**Given problem**
Copy every line of the data below, shifting each x and y coordinate in the answers by -55 and leaving all other lines unchanged.

**Listed records**
=-=-=
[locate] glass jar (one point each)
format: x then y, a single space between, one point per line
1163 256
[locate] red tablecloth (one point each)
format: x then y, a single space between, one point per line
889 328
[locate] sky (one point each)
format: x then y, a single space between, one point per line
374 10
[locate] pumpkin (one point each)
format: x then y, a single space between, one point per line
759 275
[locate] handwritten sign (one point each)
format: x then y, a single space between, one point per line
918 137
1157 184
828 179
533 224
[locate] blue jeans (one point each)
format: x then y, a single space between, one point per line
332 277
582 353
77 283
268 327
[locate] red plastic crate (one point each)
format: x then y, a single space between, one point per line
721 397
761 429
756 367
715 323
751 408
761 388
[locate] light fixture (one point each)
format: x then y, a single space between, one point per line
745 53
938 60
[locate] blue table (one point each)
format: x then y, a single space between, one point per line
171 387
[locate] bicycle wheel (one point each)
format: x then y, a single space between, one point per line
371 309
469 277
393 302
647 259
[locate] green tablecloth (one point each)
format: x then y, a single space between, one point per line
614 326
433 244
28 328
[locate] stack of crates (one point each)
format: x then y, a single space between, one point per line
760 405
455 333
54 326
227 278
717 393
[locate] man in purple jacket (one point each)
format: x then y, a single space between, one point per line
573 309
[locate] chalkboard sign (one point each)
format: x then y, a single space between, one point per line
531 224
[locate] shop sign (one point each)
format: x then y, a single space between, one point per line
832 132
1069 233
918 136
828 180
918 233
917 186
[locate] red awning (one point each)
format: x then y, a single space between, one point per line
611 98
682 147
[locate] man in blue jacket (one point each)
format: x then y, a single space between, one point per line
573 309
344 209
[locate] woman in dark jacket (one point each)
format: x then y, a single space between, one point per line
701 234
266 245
=-=-=
**The solution**
[locate] glass jar (one point each)
format: x then y, a single space between, one point per line
1108 201
[locate] red tablecloth (one point each)
format: x then y, a single space between, one point per line
834 273
[locate] sky (one point each)
format: x then y, a single space between, one point per line
319 -45
[locate] pumpkin (one point each)
format: x then y, a single space between, one point per line
704 220
[locate] handwritten sign (one point each)
format: x then y, a single space between, one point per line
863 82
1102 129
773 124
478 169
[locate] blue jeans (one point each)
format: x then y, a single space between, one point per line
277 222
527 298
22 228
213 272
[locate] red plastic crate (one point each)
format: x then y, a single space between, one point per line
666 342
706 374
701 312
660 268
696 353
706 333
[locate] light fixture (one point each)
format: x then y, a single space between, one point per line
690 -2
883 5
[locate] blue table (one point each)
format: x then y, a single space between, one point per line
116 332
[locate] bicycle wheel (one point each)
format: x then y, a single space between, one point per line
316 254
414 222
338 247
592 204
[locate] green tablecloth (one point each)
format: x then y, a single space between, one point per line
559 271
378 189
-27 273
[locate] stack of crates (one point each)
format: x then y, a single space between, one point per line
705 350
400 278
-1 271
172 223
662 338
[locate] man in purple jacket (one point each)
format: x then y, a single space between, one point per line
518 254
[locate] chalkboard sign (one point each)
format: x then y, a single space between, one point per line
476 169
[locate] shop sign (one point each)
format: x then y, a single space between, one point per line
777 77
1014 178
863 81
773 125
863 178
862 131
[locate] red awning (one point each)
format: x then y, a single space between, one point per line
556 43
627 92
[locate] man in blue jacket (one point each)
format: x then y, a single space between, one point per line
518 254
289 154
[locate] woman in dark jacket (one point each)
format: x then y, a single space between, one point per line
646 179
211 190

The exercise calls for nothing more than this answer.